***** Brano del testo *****
Periodo di comporto: che cos’è e cosa dice la giurisprudenza

Periodo di comporto: che cos’è e cosa dice la giurisprudenza

Nel vasto panorama del mondo del lavoro ci sono concetti e pratiche che possono influenzare significativamente la vita quotidiana dei dipendenti. Uno di questi concetti è il “periodo di comporto”. Ma cosa significa esattamente e quali sono i diritti dei dipendenti riguardo a questo istituto?



Periodo di comporto: cos’è?


Nei rapporto di lavoro si riferisce al totale delle assenze per malattia di un dipendente entro un certo limite, senza superare il quale il lavoratore non può essere licenziato. Solitamente esiste, infatti, un limite massimo di assenze consentito, stabilito nei Contratti Collettivi di Lavoro. Se un dipendente va oltre il limite stabilito, può essere licenziato per superamento del periodo di comporto \ conservazione del posto.
*****
## Serie di esercizi
**a.** Nel testo sul periodo di comporto, trasforma in un elenco puntato il paragrafo che comincia con "Nei rapporto di lavoro si riferisce", mantenendo le informazioni principali.
**b.** Scrivi il seguito del testo sul periodo di comporto, partendo subito dopo la sua ultima frase.
Il materiale che segue viene da un'altra fonte.
***** Dati raccolti *****
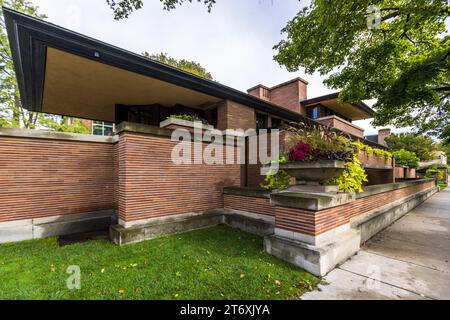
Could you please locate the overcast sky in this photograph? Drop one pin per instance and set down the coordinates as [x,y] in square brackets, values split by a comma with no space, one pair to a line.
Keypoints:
[234,42]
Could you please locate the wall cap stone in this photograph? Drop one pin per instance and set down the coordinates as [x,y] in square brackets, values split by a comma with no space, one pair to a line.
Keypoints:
[381,188]
[247,192]
[54,135]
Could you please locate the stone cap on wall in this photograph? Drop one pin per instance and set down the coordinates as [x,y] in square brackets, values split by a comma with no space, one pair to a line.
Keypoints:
*****
## Soluzioni degli esercizi
**a.**
- È il totale delle assenze per malattia di un dipendente entro un certo limite.
- Finché non supera questo limite, il lavoratore non può essere licenziato.
- Di solito il limite massimo di assenze è fissato dai Contratti Collettivi di Lavoro.
- Chi va oltre il limite può essere licenziato per superamento del periodo di comporto, cioè di conservazione del posto.

**b.**
In sintesi, il periodo di comporto rappresenta un periodo di salvaguardia durante il quale il dipendente conserva il proprio impiego nonostante malattia o infortunio.

La maggior parte dei contratti di lavoro, in caso di superamento, permette al dipendente di richiedere un periodo di aspettativa non retribuito. È importante sottolineare che alcune tipologie di assenze, come quelle per terapie salvavita, puerperio o interruzione di gravidanza non rientrano nel calcolo del periodo di comporto e quindi non incidono sul periodo di assenza.


Quanto dura il periodo di comporto?


Il periodo di comporto è generalmente stabiliti dai Contratti Collettivi di Lavoro e spesso varia anche a secondo del tipo di malattia e dal frazionamento dei periodi di assenza.
E’ importante sottolineare che, ai fini del calcolo del periodo, non possono essere computate le assenze per infortunio derivante da responsabilità del datore di lavoro.

Nel 2023 la Corte di Cassazione ha stabilito che il datore di lavoro non è obbligato a concedere le ferie al lavoratore assente per malattia, ma ha solo la facoltà di farlo.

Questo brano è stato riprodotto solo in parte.